--- Start ---

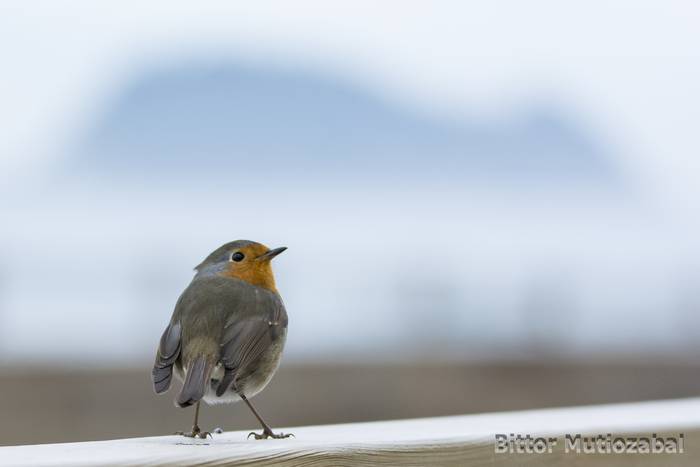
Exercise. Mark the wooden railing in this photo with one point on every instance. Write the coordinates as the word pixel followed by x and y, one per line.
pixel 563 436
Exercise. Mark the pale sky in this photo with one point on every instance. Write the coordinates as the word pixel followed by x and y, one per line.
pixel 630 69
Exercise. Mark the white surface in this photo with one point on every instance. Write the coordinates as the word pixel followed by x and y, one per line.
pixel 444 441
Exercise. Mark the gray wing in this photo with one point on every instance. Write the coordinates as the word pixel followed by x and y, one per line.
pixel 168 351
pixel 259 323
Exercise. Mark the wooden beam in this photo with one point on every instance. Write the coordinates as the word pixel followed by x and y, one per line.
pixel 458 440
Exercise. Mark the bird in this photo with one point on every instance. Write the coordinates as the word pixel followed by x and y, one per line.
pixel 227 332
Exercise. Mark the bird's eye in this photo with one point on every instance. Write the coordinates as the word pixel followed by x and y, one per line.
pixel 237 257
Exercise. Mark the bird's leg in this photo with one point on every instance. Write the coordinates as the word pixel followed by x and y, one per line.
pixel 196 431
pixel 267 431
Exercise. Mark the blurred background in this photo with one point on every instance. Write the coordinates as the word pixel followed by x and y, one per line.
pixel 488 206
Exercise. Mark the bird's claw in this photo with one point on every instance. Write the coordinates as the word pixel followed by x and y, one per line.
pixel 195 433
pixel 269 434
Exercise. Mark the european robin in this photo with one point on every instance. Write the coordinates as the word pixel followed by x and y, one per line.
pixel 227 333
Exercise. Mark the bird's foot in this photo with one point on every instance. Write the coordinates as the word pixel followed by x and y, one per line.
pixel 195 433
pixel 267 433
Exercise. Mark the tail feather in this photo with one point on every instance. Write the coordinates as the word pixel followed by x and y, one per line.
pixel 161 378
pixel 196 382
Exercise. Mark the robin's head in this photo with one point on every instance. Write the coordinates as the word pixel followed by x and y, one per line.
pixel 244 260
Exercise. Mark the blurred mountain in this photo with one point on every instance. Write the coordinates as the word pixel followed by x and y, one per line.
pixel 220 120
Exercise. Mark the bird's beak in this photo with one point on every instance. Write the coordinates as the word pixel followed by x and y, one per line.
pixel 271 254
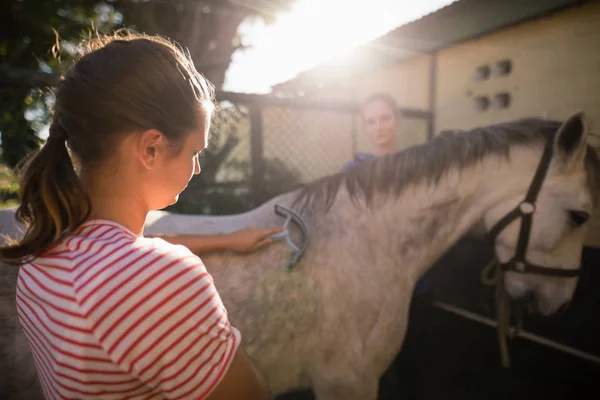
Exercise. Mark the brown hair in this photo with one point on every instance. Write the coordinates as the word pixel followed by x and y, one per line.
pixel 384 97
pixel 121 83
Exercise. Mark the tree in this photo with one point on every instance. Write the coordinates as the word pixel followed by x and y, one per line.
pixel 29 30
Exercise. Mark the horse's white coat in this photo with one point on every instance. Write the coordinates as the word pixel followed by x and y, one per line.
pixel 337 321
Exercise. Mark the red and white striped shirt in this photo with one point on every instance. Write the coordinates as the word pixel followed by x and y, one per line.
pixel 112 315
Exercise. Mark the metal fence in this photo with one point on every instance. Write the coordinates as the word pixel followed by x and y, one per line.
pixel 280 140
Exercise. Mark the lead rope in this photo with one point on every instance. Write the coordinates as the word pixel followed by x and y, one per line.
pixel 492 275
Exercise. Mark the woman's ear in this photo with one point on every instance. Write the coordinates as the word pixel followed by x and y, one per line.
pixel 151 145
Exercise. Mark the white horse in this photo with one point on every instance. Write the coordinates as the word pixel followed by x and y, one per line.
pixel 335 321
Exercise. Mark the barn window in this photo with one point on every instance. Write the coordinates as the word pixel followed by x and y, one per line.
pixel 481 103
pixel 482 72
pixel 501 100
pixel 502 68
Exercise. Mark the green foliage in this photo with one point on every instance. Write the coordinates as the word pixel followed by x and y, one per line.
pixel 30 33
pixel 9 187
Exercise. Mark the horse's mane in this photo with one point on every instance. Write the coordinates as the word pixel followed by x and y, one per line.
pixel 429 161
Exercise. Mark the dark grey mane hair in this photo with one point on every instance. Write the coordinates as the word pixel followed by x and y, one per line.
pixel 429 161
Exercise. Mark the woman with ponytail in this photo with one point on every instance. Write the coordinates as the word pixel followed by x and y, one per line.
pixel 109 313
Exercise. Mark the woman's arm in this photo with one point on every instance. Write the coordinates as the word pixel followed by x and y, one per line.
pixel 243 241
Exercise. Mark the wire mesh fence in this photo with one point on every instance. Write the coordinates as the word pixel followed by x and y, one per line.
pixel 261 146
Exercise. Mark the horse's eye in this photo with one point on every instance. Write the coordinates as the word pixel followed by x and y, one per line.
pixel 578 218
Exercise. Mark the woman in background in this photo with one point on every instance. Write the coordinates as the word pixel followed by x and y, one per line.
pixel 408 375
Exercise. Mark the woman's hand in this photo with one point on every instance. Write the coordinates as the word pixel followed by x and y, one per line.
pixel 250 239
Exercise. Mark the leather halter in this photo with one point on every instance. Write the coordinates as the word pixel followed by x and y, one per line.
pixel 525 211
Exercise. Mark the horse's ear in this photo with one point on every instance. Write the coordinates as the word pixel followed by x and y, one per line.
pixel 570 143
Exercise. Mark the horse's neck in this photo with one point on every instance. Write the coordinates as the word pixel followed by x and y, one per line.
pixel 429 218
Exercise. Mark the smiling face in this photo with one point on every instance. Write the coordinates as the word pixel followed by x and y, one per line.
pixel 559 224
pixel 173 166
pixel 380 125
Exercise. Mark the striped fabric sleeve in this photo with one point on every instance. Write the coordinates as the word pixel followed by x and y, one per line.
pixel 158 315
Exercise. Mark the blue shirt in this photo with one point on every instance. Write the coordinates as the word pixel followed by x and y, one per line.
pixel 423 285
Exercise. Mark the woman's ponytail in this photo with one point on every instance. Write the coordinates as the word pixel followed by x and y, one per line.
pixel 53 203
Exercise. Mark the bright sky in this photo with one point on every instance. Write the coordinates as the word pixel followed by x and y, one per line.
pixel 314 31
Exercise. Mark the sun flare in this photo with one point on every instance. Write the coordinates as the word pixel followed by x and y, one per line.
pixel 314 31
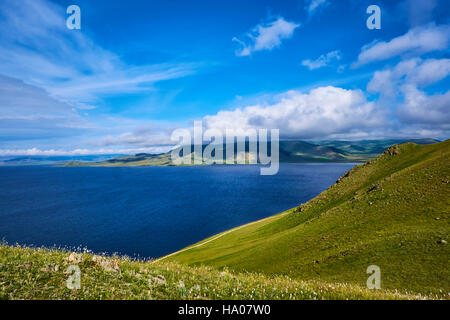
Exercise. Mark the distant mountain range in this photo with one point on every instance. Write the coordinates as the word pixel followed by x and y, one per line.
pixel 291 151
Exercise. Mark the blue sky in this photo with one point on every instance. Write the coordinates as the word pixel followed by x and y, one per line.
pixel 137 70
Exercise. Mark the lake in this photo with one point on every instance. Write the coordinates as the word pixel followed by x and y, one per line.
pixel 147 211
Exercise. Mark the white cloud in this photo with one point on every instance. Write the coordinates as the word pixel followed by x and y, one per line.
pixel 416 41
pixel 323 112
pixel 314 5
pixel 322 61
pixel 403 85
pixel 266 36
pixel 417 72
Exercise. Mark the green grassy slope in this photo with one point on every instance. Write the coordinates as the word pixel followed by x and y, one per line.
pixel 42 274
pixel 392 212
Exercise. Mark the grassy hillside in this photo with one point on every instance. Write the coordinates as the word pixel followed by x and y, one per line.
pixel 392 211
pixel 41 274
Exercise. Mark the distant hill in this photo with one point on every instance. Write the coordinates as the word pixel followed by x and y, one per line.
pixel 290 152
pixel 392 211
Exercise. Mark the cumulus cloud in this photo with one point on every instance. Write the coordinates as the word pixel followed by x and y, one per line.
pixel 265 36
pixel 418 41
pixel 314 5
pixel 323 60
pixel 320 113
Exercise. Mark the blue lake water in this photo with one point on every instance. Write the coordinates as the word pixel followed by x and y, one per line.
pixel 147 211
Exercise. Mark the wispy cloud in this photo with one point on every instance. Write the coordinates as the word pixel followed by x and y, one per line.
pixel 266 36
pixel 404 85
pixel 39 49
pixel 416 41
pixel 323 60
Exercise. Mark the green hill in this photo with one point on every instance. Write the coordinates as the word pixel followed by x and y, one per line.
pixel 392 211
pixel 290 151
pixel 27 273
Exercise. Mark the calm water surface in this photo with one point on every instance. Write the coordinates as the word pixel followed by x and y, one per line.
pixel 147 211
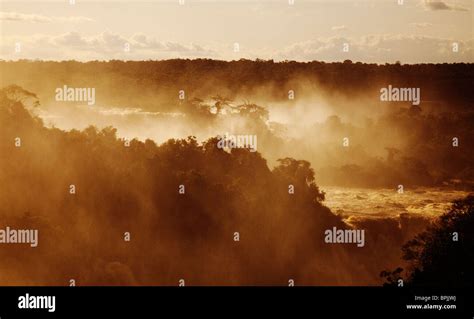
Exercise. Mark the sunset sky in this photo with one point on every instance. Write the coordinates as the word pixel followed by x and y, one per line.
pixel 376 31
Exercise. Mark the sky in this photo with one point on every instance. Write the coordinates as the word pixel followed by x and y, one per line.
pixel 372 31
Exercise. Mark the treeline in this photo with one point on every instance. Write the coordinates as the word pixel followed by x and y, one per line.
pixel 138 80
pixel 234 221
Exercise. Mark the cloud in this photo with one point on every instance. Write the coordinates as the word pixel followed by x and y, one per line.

--- End ---

# TO DO
Convert the material, from the line containing "Exercise. Mark the blue sky" through the line containing "pixel 320 113", both included, into a Markdown table with the columns Index and Entry. Number each row in sequence and omit blank lines.

# RESULT BELOW
| Index | Entry |
|---|---|
| 1 | Exercise. Mark the blue sky in this photo with one point on every instance. Write the coordinates as the word pixel followed by x and y, one per line. |
| 2 | pixel 137 70 |
| 3 | Exercise. Mark the lake in this photo with one point on every instance. Write the coordinates as the word pixel followed by x and y, one per line. |
| 4 | pixel 147 211 |
| 5 | Exercise. Mark the white cloud in this photo with one point on every instance. Write the coordinates as the word pixel followed by x and y, one per line. |
| 6 | pixel 416 41 |
| 7 | pixel 323 112 |
| 8 | pixel 314 5 |
| 9 | pixel 322 61 |
| 10 | pixel 403 85 |
| 11 | pixel 266 36 |
| 12 | pixel 417 72 |
| 13 | Exercise. Mark the green grassy slope in this photo with one point on every instance. Write the coordinates as the word pixel followed by x and y, one per line. |
| 14 | pixel 42 274 |
| 15 | pixel 392 212 |
| 16 | Exercise. Mark the grassy hillside in this photo with one point on every instance. Write the coordinates as the word pixel followed by x and y, one per line. |
| 17 | pixel 392 211 |
| 18 | pixel 41 274 |
| 19 | Exercise. Mark the distant hill in this photo with one point on every instance. Write the coordinates as the word pixel followed by x and y, one per line. |
| 20 | pixel 290 152 |
| 21 | pixel 392 211 |
| 22 | Exercise. Mark the cumulus cloud in this photo with one point on every instance. Write the coordinates as the word pixel followed by x and y, one per line. |
| 23 | pixel 265 36 |
| 24 | pixel 418 41 |
| 25 | pixel 314 5 |
| 26 | pixel 323 60 |
| 27 | pixel 320 113 |